§ **GIVEN PROBLEM**
Convert the records below into a Markdown table with two columns, Row and Line, giving each non-blank line its own sequentially numbered row and omitting blank lines.

§ **SUPPLIED RECORDS**
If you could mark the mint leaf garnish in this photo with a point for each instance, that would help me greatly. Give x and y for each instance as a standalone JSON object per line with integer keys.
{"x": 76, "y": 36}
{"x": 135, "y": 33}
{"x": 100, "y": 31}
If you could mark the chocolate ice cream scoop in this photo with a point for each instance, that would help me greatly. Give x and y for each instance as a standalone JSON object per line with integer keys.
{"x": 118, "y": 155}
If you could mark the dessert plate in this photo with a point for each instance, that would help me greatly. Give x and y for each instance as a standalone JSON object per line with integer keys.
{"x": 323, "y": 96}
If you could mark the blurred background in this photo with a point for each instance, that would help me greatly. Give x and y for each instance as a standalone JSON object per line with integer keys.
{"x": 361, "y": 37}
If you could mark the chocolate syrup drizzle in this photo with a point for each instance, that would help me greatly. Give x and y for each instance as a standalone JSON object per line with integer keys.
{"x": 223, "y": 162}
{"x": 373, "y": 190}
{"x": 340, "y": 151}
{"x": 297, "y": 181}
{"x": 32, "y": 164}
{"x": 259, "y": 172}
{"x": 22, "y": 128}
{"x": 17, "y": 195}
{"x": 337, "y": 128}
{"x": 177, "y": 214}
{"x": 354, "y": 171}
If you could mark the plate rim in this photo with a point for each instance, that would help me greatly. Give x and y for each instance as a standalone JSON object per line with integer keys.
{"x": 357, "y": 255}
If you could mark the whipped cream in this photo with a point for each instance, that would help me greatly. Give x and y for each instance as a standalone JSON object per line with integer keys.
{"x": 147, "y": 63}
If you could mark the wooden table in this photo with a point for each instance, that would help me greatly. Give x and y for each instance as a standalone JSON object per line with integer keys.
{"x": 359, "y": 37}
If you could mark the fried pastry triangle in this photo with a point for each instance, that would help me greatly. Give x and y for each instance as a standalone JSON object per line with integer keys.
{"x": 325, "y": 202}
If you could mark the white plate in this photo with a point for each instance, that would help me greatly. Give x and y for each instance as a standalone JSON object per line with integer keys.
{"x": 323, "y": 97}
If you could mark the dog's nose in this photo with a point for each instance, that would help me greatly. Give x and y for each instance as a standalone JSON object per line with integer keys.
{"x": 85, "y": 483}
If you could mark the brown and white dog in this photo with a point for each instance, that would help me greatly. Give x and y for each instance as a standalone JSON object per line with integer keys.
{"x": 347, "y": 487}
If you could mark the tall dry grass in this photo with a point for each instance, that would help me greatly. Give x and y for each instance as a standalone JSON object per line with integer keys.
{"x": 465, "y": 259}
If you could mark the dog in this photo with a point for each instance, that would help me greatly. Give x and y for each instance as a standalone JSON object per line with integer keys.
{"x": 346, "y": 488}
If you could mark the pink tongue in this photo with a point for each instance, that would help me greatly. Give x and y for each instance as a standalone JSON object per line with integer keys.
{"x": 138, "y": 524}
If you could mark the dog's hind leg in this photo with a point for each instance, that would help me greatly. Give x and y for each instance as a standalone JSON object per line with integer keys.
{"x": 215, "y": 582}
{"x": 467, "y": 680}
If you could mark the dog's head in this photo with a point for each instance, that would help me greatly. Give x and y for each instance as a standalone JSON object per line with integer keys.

§ **CORRECT ANSWER**
| Row | Line |
|---|---|
| 1 | If you could mark the mint leaf garnish in this photo with a point for each instance, that would help me greatly. Give x and y for each instance as a standalone JSON object per line with integer keys. |
| 2 | {"x": 76, "y": 36} |
| 3 | {"x": 135, "y": 33} |
| 4 | {"x": 100, "y": 31} |
| 5 | If you could mark the chocolate ice cream scoop in this photo with a point for each instance, that would help me greatly. Give x and y for each instance as a standalone JSON object per line with integer keys. |
| 6 | {"x": 118, "y": 155} |
| 7 | If you could mark the dessert plate in this photo with a point for each instance, that would help me greatly. Give x and y for each instance as a standalone JSON object per line with integer keys. |
| 8 | {"x": 323, "y": 96} |
| 9 | If you could mark the blurred background in this photo with a point for each instance, that would help me greatly. Give x and y for each instance as a standalone JSON object per line with integer keys. |
| 10 | {"x": 361, "y": 37} |
| 11 | If you could mark the chocolate syrup drizzle in this photo with a point for each instance, that would help me greatly. Give x and y for each instance as a standalone JSON object per line with integer keys. |
| 12 | {"x": 223, "y": 162} |
| 13 | {"x": 373, "y": 190} |
| 14 | {"x": 340, "y": 151} |
| 15 | {"x": 297, "y": 181} |
| 16 | {"x": 32, "y": 164} |
| 17 | {"x": 259, "y": 172} |
| 18 | {"x": 22, "y": 128} |
| 19 | {"x": 17, "y": 195} |
| 20 | {"x": 337, "y": 128} |
| 21 | {"x": 177, "y": 214} |
| 22 | {"x": 354, "y": 171} |
| 23 | If you could mark the plate rim in this photo with a point for each instance, that would help me greatly. Give x and y for each instance as a standalone JSON object per line with integer keys. |
| 24 | {"x": 357, "y": 255} |
| 25 | If you could mark the whipped cream in this photo with a point for each instance, that would help me greatly. Give x and y for each instance as a standalone JSON object per line with integer keys. |
| 26 | {"x": 147, "y": 63} |
| 27 | If you could mark the wooden table in this photo with a point for each instance, that would help me greatly. Give x and y for each instance as a standalone JSON object per line with integer keys. |
| 28 | {"x": 359, "y": 37} |
| 29 | If you could mark the fried pastry triangle in this photo with a point for each instance, that would help me greatly. Give x and y for each instance as a standalone JSON object per line with integer keys. |
| 30 | {"x": 325, "y": 202} |
| 31 | If you could mark the white plate in this photo with a point for each instance, that would help me greatly. Give x and y for each instance as a standalone JSON object per line with integer keys. |
| 32 | {"x": 323, "y": 97} |
| 33 | If you could mark the dog's nose in this photo with a point for each instance, that would help me greatly. Give x and y for each instance as a standalone JSON object per line with integer keys. |
| 34 | {"x": 85, "y": 483} |
| 35 | If you could mark the brown and white dog in this photo with a point for each instance, that would help me greatly. Give x and y for each instance as a standalone JSON object per line with integer keys. |
| 36 | {"x": 347, "y": 487} |
| 37 | If you could mark the tall dry grass in this photo with a point for each instance, that would help me greatly. Give x and y for each instance as a standalone JSON object per line with integer keys. |
| 38 | {"x": 465, "y": 259} |
| 39 | If you could mark the dog in this photo with a point for each instance, that would help me greatly. Give x and y for each instance as a standalone JSON object per line with integer keys. |
| 40 | {"x": 346, "y": 488} |
| 41 | If you could mark the pink tongue in this photo with a point for each instance, that would help me greatly. Give x and y for each instance as a standalone JSON object per line with integer keys. |
| 42 | {"x": 138, "y": 524} |
| 43 | If you could mark the dog's hind leg in this photo with a point for each instance, that would help me greatly. Give x and y for each instance as a standalone JSON object per line with integer keys. |
| 44 | {"x": 215, "y": 582} |
| 45 | {"x": 467, "y": 680} |
| 46 | If you could mark the dog's head in this photo with a point for each instance, that would help me greatly. Give x and y for each instance as a standalone JSON object per line with integer keys. |